- [SUPPLIED TEXT]
Heroin addiction is a growing problem in Kenya and Tanzania. Both countries are key transit points in the international heroin trade, and in recent years, increasing numbers of people in both countries are becoming addicted.
Because many of these users inject the drugs, they are at risk from HIV from shared needles and once infected less likely to receive the care they need to survive. HIV is a significant problem in Tanzania and Kenya. In these countries, around five percent of the general population has the disease, a rate far higher than in the U.S. According to studies, HIV rates amongst injecting drug users (IDUs) are close to 20 percent. Nairobi, the capital of Kenya and its largest city, has between 6,000 and 12,000 IDUs. Overall, the country could have as many as 30,000 heroin users, with the coastal cities being the major hot spots. The number is small compared to the U.S., but it seems to be growing rapidly. Researchers and health officials worry that in East Africa, IDUs could become a key driver of the HIV epidemic.

- [SUPPLIED MATERIAL]
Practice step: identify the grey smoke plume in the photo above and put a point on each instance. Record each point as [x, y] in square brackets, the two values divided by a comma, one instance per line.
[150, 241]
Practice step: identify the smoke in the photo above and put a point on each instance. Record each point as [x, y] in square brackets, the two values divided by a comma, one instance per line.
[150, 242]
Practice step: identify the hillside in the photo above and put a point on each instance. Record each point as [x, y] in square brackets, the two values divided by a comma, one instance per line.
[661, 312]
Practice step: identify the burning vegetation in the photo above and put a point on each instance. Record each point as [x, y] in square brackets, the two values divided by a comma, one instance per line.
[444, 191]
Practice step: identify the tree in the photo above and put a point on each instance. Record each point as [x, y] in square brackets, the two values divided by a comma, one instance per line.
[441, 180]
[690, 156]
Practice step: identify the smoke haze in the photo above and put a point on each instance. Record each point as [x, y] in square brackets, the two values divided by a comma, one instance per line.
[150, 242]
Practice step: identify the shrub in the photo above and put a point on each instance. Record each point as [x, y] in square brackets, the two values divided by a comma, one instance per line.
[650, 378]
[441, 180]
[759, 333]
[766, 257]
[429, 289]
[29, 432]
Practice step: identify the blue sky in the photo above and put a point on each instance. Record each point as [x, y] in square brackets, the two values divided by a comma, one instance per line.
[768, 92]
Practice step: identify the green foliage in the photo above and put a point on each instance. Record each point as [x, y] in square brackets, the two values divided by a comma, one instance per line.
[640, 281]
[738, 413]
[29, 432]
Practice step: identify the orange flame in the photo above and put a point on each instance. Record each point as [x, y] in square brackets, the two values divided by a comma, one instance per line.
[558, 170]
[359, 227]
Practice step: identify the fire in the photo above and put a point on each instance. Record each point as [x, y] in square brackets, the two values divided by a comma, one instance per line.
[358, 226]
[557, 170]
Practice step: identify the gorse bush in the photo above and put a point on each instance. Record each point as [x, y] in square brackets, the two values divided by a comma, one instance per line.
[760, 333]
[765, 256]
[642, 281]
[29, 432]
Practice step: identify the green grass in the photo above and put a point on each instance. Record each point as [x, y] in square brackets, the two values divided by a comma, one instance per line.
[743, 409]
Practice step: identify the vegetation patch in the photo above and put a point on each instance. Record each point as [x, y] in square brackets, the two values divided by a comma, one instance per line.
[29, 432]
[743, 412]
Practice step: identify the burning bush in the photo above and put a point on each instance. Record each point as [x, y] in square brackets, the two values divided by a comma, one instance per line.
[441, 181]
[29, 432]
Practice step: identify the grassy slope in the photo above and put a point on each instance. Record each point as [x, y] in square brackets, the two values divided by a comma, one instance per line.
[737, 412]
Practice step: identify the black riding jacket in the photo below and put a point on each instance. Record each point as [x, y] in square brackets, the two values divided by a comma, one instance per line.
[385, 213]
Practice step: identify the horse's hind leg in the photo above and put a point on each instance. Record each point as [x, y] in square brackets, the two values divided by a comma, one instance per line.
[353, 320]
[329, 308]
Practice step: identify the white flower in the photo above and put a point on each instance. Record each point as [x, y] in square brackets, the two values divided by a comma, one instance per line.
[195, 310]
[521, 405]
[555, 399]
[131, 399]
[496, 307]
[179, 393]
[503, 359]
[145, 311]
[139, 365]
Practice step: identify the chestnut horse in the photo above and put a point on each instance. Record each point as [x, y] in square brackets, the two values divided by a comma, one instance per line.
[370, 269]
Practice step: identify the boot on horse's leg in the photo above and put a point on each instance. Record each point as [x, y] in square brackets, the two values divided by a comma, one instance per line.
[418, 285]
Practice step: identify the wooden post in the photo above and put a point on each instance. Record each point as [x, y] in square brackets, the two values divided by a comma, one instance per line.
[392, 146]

- [WHAT TO WORK ON]
[1] Decide whether each statement agrees with the text on heroin addiction in Kenya and Tanzania. Answer yes or no, and quote the deciding words of that text. (a) Nairobi has between 6,000 and 12,000 injecting drug users. (b) HIV rates among injecting drug users are about five percent. (c) The coastal cities are the major hot spots for heroin use in Kenya.
[2] Continue the text on heroin addiction in Kenya and Tanzania, starting after its last sentence.

- [RESULTS OF THE EXERCISE]
[1]
(a) Yes: "Nairobi, the capital of Kenya and its largest city, has between 6,000 and 12,000 IDUs."
(b) No: "HIV rates amongst injecting drug users (IDUs) are close to 20 percent."
(c) Yes: "with the coastal cities being the major hot spots."

[2]
Now, a new project led by researchers at the Institute of Human Virology (IHV) and the Department of Psychiatry at the University of Maryland School of Medicine (UM SOM) is trying to reduce these numbers by treating heroin addicts in Kenya with antiretrovirals and methadone. The project is led by Anthony Amoroso, MD, an associate professor of medicine at the IHV, as well as Chief of the Infectious Disease Section at the Baltimore VA Hospital. Dr. Amoroso is working with a clinical team led by Eric Weintraub, MD, from the UM SOM Department of Psychiatry. The project is being developed in conjunction with doctors at Mathari National Teaching Hospital, a government teaching hospital in Nairobi.
Methadone is a synthetic opioid that is commonly used to help people reduce their dependence on heroin and other opioids. It reduces withdrawal symptoms and craving and with proper dosing blocks the effects of illicit opioids. It is taken by mouth, and can help addicted individuals reduce their illicit drug use and adhere to HIV treatment.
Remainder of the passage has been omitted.